EXTRACTED ENTRIES
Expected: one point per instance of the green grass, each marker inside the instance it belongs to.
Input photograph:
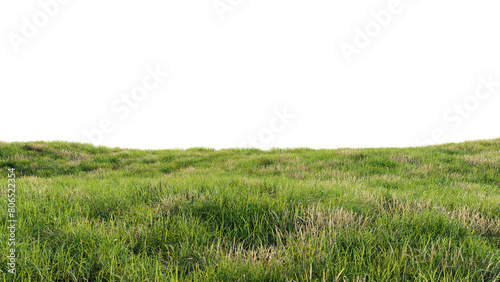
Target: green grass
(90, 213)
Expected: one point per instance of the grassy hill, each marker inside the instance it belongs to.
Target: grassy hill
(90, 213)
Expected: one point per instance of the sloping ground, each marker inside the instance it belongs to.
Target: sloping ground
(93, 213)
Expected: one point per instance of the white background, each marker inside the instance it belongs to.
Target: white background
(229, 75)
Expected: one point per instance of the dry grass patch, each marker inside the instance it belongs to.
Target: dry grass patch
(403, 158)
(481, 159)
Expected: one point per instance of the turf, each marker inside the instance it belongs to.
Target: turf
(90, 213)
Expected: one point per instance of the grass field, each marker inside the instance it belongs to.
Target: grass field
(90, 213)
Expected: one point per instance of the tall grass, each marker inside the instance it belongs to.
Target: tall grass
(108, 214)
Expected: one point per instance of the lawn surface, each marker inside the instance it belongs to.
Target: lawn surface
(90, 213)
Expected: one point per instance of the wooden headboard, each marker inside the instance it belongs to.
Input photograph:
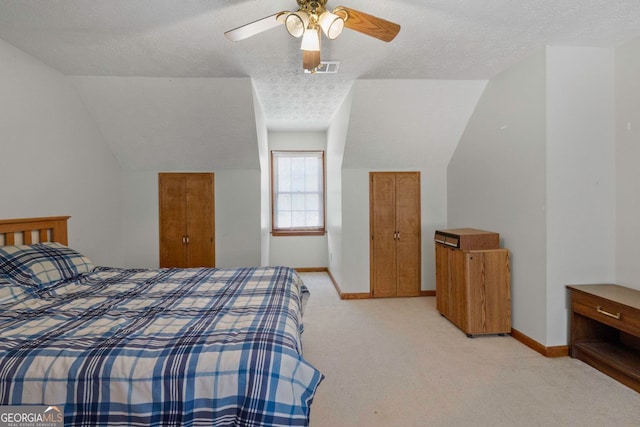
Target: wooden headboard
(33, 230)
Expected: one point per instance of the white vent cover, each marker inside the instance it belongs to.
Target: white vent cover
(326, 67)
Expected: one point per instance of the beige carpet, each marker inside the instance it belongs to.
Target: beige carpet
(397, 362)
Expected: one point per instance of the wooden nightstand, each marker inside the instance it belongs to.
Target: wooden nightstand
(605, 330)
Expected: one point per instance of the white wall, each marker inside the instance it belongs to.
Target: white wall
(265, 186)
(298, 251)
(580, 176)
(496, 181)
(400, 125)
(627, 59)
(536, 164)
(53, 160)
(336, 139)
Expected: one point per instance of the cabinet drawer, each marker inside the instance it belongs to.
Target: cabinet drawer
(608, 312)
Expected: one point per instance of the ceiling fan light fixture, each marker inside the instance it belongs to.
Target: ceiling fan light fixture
* * *
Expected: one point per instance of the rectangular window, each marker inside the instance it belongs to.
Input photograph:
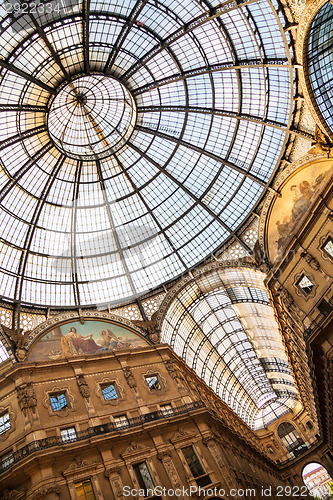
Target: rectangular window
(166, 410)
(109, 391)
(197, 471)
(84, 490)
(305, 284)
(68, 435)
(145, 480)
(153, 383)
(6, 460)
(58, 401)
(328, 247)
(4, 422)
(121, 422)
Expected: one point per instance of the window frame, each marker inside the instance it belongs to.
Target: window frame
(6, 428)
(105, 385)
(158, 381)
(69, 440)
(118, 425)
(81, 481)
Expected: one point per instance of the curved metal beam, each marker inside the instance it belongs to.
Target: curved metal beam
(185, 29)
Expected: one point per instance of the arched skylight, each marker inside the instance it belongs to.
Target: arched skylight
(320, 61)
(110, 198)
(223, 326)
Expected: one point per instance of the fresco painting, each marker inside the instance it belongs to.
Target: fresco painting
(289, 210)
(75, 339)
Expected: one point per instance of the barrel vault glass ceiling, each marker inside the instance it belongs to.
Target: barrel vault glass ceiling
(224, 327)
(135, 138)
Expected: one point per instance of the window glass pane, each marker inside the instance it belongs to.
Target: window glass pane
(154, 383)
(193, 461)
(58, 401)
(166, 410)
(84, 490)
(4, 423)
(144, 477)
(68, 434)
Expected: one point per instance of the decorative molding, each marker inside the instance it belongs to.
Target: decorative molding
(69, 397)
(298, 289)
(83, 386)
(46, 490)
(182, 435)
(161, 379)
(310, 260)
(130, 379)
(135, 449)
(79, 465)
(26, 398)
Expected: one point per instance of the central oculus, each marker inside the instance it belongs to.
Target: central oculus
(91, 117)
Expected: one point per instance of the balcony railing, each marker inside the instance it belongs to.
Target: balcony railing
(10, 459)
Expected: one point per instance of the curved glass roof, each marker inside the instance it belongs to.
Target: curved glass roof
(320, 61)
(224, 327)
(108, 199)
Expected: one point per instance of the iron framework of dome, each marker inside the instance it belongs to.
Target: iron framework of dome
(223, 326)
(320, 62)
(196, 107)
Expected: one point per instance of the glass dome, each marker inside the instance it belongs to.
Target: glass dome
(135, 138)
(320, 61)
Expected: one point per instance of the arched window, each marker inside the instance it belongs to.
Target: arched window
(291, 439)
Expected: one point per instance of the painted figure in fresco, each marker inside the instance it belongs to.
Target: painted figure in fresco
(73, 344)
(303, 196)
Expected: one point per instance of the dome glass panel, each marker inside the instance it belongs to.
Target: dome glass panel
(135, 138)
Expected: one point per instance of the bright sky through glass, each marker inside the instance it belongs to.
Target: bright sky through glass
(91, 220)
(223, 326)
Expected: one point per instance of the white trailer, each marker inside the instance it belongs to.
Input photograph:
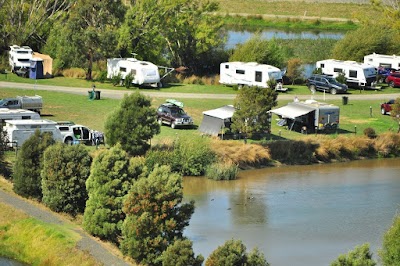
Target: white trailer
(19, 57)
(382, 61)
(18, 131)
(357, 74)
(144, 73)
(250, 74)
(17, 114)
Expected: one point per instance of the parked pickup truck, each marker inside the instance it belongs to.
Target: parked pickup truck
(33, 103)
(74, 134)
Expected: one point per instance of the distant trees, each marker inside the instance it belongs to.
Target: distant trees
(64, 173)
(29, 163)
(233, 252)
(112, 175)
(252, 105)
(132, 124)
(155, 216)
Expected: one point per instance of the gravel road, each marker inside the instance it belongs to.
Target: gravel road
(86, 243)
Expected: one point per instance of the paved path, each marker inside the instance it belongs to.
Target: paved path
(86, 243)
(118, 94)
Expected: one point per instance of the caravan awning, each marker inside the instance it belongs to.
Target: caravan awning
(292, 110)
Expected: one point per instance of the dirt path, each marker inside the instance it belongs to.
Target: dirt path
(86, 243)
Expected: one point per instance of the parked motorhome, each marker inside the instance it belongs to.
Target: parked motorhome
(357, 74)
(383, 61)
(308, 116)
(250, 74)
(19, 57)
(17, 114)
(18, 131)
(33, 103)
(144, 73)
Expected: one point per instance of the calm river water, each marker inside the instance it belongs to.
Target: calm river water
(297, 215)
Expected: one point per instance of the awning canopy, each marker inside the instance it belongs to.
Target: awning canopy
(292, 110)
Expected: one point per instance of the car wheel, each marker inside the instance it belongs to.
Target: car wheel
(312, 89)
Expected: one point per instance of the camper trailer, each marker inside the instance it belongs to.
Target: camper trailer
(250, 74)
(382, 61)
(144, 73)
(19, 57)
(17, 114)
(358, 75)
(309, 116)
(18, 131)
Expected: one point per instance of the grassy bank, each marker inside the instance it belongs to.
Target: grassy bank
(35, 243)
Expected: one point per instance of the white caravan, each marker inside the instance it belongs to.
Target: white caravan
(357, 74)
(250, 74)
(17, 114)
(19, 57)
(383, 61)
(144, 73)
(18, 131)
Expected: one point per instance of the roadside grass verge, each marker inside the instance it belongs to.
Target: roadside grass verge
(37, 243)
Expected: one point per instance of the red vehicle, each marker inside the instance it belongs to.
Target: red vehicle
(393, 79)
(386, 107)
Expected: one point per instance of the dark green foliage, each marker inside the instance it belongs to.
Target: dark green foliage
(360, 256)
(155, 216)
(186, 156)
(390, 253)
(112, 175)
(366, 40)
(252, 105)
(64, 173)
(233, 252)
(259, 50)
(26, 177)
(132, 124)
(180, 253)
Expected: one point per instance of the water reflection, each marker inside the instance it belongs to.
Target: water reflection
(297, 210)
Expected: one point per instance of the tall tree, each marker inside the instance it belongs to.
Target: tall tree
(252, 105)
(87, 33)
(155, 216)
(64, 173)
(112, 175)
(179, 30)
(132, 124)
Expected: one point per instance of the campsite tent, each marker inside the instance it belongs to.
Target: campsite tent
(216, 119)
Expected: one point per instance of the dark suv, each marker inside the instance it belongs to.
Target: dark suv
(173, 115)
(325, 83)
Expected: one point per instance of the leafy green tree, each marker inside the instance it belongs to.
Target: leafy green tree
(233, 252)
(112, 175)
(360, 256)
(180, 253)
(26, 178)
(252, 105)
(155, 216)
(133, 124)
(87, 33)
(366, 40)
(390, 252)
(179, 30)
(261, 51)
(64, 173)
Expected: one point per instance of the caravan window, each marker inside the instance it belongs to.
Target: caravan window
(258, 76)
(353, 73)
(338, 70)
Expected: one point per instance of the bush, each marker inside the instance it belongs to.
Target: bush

WRITTEN PROBLEM
Find every line in the listing above that contains the word "parked" and copy each one out.

RESPONSE TO THIS TASK
Expected: one point per instance of the parked pickup truck, each marker inside the instance it belongs to.
Target: parked pickup truck
Expected: one point per instance of the parked motorhome, each marker inside the instance it belongs to.
Target: parked motorhome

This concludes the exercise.